Exercise data below:

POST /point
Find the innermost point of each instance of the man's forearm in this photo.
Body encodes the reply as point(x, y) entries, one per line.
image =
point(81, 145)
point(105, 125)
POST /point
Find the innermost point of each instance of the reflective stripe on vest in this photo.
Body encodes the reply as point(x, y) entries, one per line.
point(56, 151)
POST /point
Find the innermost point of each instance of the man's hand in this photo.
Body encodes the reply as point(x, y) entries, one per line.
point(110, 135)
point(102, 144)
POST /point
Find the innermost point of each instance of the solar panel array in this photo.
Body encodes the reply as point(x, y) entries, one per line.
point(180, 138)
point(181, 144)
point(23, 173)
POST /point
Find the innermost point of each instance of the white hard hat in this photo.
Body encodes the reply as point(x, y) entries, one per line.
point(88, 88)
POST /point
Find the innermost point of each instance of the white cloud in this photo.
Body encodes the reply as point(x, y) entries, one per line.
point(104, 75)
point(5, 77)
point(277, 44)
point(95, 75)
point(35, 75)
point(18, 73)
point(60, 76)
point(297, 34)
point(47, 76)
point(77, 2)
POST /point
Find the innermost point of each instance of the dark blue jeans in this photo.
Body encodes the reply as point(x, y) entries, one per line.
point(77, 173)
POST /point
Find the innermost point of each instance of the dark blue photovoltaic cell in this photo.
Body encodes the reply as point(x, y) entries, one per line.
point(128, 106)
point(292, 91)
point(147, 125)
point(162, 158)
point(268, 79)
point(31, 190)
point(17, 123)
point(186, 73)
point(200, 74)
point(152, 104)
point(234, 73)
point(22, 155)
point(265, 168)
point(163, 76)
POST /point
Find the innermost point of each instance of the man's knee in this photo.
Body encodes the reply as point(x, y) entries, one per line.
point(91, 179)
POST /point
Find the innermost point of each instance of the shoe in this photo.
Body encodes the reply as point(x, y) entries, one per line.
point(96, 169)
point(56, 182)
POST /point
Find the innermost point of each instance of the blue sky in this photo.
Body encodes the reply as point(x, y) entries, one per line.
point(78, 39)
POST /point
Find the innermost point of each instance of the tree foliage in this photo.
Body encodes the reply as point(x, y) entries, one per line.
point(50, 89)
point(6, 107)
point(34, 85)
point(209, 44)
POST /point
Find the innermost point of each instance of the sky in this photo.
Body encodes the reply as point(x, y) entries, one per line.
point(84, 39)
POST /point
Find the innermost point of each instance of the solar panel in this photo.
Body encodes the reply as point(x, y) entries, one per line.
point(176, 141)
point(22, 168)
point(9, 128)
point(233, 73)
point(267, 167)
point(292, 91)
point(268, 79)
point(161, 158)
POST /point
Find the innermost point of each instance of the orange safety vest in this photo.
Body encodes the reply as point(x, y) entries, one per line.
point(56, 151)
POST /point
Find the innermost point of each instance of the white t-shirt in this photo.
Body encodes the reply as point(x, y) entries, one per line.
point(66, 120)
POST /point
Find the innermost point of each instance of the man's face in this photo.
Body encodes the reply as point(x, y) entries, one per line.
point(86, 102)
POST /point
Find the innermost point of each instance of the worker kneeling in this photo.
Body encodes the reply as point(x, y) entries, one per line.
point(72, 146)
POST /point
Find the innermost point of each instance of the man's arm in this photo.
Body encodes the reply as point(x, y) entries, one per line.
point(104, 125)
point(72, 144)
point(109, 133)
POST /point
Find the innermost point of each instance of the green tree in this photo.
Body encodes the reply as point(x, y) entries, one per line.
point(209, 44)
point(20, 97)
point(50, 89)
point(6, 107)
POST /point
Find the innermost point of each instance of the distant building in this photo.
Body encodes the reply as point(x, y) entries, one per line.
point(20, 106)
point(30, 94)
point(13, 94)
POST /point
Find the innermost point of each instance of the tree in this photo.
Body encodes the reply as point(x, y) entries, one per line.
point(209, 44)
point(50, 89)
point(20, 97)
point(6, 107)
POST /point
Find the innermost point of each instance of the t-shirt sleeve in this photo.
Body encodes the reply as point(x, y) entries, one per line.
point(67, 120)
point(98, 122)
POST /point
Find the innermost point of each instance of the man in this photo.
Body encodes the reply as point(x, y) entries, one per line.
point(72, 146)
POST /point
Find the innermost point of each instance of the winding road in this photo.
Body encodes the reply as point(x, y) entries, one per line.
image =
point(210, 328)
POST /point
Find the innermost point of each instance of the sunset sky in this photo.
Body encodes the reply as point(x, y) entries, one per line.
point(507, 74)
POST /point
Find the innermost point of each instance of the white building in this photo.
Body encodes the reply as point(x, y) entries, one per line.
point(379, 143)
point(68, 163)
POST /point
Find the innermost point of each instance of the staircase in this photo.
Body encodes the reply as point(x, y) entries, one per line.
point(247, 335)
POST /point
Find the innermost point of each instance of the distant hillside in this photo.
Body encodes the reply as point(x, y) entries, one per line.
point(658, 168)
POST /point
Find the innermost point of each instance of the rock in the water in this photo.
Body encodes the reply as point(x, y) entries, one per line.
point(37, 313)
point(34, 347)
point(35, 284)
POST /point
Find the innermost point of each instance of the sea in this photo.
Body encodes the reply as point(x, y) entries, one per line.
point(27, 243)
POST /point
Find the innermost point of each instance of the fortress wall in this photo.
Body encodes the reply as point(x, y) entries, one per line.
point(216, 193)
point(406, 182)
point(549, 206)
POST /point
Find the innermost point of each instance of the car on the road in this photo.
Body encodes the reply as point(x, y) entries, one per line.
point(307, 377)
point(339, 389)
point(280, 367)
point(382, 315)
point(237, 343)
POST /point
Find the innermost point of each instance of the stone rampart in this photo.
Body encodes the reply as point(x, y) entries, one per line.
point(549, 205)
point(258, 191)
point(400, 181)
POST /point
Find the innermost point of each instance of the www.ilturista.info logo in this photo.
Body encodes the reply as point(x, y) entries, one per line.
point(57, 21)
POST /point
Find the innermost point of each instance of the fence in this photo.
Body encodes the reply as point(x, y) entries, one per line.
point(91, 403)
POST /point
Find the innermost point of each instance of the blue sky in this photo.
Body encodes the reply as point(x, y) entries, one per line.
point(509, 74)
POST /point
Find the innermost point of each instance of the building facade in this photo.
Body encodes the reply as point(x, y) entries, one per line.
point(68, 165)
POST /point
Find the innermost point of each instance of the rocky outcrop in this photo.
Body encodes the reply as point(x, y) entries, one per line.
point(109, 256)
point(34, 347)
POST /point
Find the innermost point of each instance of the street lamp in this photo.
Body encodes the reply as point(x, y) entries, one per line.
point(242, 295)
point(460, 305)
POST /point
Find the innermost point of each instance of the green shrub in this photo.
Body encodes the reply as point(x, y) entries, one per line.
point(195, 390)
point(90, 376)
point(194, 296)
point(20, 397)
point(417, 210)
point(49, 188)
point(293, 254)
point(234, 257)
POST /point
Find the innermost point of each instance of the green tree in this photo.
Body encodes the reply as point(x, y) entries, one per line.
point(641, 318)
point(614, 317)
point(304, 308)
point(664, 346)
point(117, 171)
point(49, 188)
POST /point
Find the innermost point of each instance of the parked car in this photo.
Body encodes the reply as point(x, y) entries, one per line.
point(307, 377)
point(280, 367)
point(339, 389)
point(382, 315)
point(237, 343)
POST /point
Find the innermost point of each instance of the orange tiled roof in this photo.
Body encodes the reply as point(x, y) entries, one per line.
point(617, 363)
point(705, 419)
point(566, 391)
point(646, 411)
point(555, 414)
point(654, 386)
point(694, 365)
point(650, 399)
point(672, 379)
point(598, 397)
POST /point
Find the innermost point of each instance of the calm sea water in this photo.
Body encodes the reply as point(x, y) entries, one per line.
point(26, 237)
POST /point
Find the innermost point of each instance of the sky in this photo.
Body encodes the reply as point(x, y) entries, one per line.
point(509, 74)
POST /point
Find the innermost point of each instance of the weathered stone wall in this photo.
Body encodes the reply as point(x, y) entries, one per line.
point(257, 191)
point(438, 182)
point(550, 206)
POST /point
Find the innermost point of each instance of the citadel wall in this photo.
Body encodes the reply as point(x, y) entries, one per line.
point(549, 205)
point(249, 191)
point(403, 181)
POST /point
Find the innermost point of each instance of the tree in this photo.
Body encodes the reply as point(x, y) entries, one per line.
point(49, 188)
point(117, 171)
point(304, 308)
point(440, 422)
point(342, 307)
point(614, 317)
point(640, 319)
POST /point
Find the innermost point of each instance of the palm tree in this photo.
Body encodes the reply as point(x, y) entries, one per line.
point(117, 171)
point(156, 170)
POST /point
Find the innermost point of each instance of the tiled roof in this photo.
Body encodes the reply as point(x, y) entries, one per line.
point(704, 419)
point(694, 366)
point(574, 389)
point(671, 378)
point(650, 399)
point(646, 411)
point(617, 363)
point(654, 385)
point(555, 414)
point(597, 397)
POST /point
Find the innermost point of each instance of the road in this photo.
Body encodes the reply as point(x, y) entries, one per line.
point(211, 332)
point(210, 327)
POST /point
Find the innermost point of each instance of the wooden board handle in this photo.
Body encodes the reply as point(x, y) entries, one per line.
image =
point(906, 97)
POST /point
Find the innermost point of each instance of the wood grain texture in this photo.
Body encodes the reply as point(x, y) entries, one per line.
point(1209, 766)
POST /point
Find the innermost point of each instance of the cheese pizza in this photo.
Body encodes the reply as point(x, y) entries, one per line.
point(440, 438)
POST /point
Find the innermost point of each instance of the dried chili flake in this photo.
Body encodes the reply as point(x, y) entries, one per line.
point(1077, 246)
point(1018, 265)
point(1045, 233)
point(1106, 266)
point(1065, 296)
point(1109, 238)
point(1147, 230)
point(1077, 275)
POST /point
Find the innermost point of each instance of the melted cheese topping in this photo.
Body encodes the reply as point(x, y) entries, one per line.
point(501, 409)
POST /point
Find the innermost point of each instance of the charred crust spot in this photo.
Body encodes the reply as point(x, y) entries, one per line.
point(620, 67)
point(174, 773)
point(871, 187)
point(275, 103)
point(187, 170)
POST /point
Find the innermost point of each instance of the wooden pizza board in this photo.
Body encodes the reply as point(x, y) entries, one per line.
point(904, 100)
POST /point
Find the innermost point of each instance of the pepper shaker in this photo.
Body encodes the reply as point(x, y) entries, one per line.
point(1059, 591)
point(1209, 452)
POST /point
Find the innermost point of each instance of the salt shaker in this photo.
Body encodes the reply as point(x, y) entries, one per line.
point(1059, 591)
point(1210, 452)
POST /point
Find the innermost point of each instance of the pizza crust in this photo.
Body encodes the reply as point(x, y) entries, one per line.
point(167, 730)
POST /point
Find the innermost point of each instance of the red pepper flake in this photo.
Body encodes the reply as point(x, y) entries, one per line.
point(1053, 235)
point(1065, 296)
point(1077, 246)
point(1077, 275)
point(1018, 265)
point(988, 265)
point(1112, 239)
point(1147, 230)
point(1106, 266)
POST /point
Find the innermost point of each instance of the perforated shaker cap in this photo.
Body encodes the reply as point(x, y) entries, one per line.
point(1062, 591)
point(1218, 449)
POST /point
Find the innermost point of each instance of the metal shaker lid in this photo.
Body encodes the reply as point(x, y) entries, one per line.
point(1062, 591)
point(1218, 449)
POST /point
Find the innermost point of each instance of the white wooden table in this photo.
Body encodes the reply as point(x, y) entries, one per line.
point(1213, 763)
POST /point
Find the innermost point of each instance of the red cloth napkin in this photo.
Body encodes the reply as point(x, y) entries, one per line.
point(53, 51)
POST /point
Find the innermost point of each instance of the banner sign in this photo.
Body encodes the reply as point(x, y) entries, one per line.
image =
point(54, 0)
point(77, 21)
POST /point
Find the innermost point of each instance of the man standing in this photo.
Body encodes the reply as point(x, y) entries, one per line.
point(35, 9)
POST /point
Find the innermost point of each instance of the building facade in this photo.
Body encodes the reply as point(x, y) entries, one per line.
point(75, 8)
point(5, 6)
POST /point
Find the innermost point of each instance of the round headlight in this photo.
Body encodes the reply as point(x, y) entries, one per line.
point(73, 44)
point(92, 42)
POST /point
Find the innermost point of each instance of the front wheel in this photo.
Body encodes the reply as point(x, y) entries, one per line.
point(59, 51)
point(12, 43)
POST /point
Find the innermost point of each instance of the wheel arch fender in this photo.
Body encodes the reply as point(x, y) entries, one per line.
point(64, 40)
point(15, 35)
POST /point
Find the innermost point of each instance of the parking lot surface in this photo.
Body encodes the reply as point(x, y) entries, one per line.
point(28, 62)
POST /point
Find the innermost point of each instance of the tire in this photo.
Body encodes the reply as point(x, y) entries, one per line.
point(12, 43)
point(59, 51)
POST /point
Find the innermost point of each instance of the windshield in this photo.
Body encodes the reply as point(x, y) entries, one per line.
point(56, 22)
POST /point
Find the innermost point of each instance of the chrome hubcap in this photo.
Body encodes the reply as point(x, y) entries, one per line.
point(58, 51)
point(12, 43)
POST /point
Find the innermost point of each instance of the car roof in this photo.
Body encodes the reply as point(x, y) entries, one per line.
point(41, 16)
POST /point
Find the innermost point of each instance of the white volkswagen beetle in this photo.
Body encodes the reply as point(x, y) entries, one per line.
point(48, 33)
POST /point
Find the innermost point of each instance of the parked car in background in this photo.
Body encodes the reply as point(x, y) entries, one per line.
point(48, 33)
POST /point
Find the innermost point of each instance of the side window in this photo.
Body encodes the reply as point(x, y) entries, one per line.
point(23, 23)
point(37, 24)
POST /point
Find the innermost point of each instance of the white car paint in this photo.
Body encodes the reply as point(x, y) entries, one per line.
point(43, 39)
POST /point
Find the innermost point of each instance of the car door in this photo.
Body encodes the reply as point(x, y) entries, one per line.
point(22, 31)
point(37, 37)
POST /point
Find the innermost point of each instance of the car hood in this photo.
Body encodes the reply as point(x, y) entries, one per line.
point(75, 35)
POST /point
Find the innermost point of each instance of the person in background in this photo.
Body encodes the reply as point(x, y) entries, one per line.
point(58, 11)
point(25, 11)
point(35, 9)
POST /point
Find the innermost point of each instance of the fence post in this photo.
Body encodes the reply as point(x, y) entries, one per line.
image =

End of Exercise data.

» **Problem to solve**: Determine how many lines in the records above hold the word "orange", and answer with that number only.

» **Result of this exercise**: 2